▶ **Required work**
Please lay out the records as a JSON list of strings, one string per line, with blank lines left out. Begin at the line that contains "query: light switch", stop after the line that contains "[224,226,245,240]", and include nothing outside that span.
-- Start Records for the exercise --
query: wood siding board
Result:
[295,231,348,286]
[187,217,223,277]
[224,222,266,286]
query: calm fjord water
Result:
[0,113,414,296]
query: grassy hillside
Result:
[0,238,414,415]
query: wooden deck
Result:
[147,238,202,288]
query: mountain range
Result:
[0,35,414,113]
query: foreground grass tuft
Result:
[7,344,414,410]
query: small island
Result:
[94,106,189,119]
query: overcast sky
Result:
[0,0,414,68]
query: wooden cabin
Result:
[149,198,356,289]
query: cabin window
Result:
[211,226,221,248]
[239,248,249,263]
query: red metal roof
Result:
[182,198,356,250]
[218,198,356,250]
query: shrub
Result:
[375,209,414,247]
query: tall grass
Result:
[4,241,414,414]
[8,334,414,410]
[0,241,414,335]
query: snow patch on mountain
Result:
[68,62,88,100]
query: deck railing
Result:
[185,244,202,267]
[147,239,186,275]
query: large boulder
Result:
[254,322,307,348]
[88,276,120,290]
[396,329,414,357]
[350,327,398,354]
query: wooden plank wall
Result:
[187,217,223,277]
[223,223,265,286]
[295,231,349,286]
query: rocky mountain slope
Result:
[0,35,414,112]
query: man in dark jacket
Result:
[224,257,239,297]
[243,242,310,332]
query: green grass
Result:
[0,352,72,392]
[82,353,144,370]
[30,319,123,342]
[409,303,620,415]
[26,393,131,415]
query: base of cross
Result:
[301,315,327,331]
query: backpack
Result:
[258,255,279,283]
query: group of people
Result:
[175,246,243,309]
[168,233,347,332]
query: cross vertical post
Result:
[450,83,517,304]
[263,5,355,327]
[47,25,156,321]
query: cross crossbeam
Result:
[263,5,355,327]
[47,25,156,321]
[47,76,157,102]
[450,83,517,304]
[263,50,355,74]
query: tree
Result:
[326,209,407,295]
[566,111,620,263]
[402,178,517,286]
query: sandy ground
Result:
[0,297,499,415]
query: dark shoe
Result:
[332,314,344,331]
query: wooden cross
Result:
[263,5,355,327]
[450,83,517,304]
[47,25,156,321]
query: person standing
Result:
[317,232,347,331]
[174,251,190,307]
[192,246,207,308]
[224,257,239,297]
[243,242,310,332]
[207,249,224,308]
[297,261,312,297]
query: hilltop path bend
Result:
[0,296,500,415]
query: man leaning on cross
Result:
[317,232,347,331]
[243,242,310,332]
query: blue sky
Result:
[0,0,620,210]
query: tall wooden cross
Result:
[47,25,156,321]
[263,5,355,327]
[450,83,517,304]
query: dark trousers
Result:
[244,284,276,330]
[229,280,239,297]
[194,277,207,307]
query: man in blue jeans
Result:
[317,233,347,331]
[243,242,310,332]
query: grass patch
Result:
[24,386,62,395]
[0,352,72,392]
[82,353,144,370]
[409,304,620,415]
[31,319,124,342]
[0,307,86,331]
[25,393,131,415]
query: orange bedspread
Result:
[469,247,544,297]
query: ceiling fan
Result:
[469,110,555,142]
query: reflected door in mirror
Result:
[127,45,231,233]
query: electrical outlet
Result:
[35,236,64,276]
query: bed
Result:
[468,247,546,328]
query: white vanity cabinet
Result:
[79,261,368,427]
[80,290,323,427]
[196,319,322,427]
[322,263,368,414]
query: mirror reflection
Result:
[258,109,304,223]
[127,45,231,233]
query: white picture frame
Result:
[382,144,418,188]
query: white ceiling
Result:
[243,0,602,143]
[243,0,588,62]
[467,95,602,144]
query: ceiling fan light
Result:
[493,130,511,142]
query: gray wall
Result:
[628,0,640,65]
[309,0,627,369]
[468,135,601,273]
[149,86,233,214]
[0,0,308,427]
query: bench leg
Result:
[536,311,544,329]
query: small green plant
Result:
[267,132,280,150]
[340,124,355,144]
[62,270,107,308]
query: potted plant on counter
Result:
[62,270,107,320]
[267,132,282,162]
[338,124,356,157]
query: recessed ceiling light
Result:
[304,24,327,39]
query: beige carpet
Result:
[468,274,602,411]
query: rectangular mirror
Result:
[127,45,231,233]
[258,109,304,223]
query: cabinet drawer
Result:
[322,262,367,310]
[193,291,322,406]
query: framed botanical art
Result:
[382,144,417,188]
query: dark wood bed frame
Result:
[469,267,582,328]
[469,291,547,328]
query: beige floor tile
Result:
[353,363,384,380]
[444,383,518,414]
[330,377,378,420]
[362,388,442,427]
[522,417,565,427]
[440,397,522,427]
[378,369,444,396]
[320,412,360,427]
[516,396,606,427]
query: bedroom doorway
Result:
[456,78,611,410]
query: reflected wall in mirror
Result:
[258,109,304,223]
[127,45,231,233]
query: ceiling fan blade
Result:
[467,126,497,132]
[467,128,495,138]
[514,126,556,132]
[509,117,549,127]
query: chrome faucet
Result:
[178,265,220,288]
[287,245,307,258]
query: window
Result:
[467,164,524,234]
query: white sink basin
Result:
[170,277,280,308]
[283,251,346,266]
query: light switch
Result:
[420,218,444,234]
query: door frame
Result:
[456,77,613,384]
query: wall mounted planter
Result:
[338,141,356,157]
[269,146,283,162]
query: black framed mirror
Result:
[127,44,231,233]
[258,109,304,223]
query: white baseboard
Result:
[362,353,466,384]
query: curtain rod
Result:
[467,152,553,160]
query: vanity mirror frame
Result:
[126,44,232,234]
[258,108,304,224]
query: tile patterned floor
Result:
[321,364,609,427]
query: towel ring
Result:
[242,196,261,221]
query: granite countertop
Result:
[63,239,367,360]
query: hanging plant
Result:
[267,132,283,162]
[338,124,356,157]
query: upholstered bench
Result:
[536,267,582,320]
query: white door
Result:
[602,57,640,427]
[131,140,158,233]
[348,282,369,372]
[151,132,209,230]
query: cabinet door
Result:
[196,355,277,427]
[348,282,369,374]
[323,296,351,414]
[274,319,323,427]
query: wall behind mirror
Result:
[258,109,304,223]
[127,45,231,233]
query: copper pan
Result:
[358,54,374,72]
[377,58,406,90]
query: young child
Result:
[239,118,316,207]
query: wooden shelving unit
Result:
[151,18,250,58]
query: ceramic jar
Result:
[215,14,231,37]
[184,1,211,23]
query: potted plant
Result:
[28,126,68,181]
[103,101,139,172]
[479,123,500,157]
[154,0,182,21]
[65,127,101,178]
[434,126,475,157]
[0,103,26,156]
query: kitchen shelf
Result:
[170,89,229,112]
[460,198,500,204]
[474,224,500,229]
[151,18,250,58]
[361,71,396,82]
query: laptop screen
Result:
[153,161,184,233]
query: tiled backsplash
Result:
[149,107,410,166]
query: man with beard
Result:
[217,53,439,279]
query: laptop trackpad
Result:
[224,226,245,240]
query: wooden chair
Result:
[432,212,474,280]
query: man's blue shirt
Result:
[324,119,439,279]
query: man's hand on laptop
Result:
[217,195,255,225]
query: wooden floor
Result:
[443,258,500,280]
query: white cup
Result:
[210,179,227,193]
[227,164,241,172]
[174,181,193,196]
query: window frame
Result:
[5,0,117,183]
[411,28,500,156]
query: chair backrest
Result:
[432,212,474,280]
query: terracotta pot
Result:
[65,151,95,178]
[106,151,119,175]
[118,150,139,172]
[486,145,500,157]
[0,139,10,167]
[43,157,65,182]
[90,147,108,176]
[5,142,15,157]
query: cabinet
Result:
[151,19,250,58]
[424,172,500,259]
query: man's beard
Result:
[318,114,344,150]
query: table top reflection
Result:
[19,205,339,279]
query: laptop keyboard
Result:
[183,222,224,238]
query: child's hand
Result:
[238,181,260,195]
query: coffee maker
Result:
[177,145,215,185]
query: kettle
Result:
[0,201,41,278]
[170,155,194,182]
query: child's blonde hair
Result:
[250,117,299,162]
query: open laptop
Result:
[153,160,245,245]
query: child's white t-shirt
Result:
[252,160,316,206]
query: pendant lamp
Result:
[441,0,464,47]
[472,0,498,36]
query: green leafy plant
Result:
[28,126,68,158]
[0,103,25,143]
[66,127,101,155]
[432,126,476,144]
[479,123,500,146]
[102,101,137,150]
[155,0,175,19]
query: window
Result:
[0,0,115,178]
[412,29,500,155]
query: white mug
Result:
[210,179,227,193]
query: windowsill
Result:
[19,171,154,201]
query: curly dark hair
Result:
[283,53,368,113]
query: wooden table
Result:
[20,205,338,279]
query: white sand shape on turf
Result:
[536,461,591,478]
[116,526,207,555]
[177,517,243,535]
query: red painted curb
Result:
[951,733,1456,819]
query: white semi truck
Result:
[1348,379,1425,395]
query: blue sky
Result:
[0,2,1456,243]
-- End Records for the exercise --
▶ **Result of the task**
[
  "query: light switch",
  "Result:",
  "[420,218,444,234]",
  "query: door frame",
  "Result:",
  "[456,77,613,384]",
  "query: wall mounted planter",
  "Result:",
  "[338,141,356,157]",
  "[269,146,283,162]",
  "query: black framed mirror",
  "Result:",
  "[127,44,231,233]",
  "[258,109,304,223]",
  "query: white baseboard",
  "Result:",
  "[362,353,466,384]",
  "query: curtain rod",
  "Result:",
  "[467,152,553,160]",
  "query: vanity mirror frame",
  "Result:",
  "[126,44,232,234]",
  "[258,108,304,224]",
  "query: tile patterned floor",
  "Result:",
  "[321,364,609,427]",
  "query: towel ring",
  "Result:",
  "[242,196,261,221]",
  "query: granite countertop",
  "Result:",
  "[63,239,367,360]",
  "query: hanging plant",
  "Result:",
  "[267,132,283,162]",
  "[338,124,356,157]",
  "query: upholstered bench",
  "Result:",
  "[536,267,582,320]",
  "query: white door",
  "Result:",
  "[602,57,640,427]",
  "[131,140,158,233]",
  "[348,282,369,372]",
  "[151,132,209,230]",
  "query: cabinet door",
  "Result:",
  "[196,355,277,427]",
  "[348,282,369,374]",
  "[323,296,351,414]",
  "[274,319,323,427]",
  "query: wall behind mirror",
  "Result:",
  "[258,109,304,223]",
  "[127,45,231,233]",
  "query: copper pan",
  "Result:",
  "[358,54,374,72]",
  "[377,58,406,90]",
  "query: young child",
  "Result:",
  "[239,118,316,207]",
  "query: wooden shelving unit",
  "Result:",
  "[151,18,250,58]",
  "query: ceramic jar",
  "Result:",
  "[215,14,231,37]",
  "[184,1,211,23]",
  "query: potted plant",
  "Result:",
  "[28,126,68,181]",
  "[103,101,139,172]",
  "[479,123,500,157]",
  "[154,0,182,21]",
  "[65,127,101,178]",
  "[434,126,475,157]",
  "[0,103,26,156]",
  "query: kitchen shelf",
  "Result:",
  "[170,89,229,112]",
  "[460,198,500,204]",
  "[474,224,500,229]",
  "[151,18,250,58]",
  "[361,71,396,82]",
  "query: laptop screen",
  "Result:",
  "[153,161,184,233]",
  "query: tiled backsplash",
  "Result:",
  "[149,107,410,166]",
  "query: man with beard",
  "Result:",
  "[217,53,439,279]",
  "query: laptop trackpad",
  "Result:",
  "[224,226,245,240]"
]